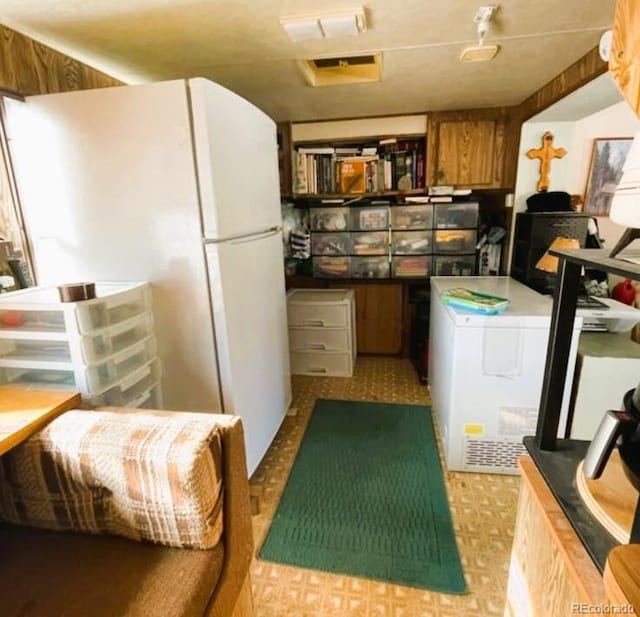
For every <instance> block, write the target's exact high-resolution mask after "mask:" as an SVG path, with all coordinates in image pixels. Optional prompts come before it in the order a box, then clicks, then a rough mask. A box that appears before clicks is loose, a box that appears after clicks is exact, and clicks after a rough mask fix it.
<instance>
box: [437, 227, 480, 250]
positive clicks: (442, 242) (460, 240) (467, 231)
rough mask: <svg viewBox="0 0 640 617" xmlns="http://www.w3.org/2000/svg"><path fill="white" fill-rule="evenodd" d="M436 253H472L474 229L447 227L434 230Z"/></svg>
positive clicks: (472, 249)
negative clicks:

══════════════════════════════

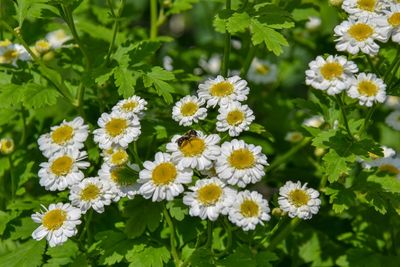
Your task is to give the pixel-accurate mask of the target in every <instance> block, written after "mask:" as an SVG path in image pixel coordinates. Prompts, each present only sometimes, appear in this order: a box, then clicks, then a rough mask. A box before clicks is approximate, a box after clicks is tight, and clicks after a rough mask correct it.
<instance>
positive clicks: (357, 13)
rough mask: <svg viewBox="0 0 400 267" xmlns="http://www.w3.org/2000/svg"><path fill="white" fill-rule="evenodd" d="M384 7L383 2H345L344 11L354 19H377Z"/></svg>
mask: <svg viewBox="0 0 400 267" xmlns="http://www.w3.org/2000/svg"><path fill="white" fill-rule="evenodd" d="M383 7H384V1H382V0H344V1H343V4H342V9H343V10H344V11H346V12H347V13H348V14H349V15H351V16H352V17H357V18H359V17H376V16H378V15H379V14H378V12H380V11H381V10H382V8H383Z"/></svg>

══════════════════════════════

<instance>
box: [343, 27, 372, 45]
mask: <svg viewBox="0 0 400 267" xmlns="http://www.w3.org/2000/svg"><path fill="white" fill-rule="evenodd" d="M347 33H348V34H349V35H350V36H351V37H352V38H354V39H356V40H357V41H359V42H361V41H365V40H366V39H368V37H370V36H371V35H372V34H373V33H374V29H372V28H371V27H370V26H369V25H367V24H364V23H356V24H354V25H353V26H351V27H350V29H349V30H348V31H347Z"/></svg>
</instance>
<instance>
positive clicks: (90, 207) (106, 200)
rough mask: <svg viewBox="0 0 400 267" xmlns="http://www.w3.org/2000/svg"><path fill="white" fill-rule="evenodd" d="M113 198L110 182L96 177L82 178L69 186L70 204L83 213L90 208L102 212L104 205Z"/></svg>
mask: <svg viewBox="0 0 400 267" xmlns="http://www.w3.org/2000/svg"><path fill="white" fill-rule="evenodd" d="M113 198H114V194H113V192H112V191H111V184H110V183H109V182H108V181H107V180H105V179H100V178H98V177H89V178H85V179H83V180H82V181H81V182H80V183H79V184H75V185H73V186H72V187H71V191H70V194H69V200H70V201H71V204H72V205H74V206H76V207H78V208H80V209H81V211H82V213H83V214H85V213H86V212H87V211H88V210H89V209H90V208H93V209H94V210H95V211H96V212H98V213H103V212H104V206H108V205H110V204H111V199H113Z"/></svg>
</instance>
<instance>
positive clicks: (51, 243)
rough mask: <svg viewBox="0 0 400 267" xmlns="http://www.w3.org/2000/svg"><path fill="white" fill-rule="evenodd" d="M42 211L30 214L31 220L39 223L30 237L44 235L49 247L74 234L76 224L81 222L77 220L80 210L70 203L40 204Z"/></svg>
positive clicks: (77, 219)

══════════════════════════════

(WHAT IS NEEDED): Write out the part of the listing from the line containing "For every <instance>" through the line containing "positive clicks: (472, 249)" as a JSON list of strings, one per line, skipping any blank lines.

(ANSWER SPACE):
[
  "For every <instance> block, write the target's exact high-resolution mask after \"mask:\" as an SVG path, with all coordinates in image pixels. Optional prompts come before it in the order a box, then clicks, then a rough mask. A box that appears before clicks is loose, a box that appears after clicks is exact, and clicks after a rough mask fix it.",
  "<instance>",
  "box: [437, 227, 480, 250]",
  "positive clicks: (442, 242) (460, 240) (467, 231)",
  "rough mask: <svg viewBox=\"0 0 640 617\" xmlns=\"http://www.w3.org/2000/svg\"><path fill=\"white\" fill-rule=\"evenodd\" d=\"M436 253H472L474 229L447 227L434 230Z\"/></svg>",
  "positive clicks: (472, 249)"
]